#### [Exercise prompt]
Please copy out the lines below without changing anything in them.

#### [Information shown]
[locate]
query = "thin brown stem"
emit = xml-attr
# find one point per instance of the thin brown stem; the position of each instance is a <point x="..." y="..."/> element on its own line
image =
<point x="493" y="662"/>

#### [Expected answer]
[locate]
query = "thin brown stem"
emit = xml-attr
# find one point per instance of the thin brown stem; the position of each instance is a <point x="..." y="..."/> element on its own line
image =
<point x="493" y="662"/>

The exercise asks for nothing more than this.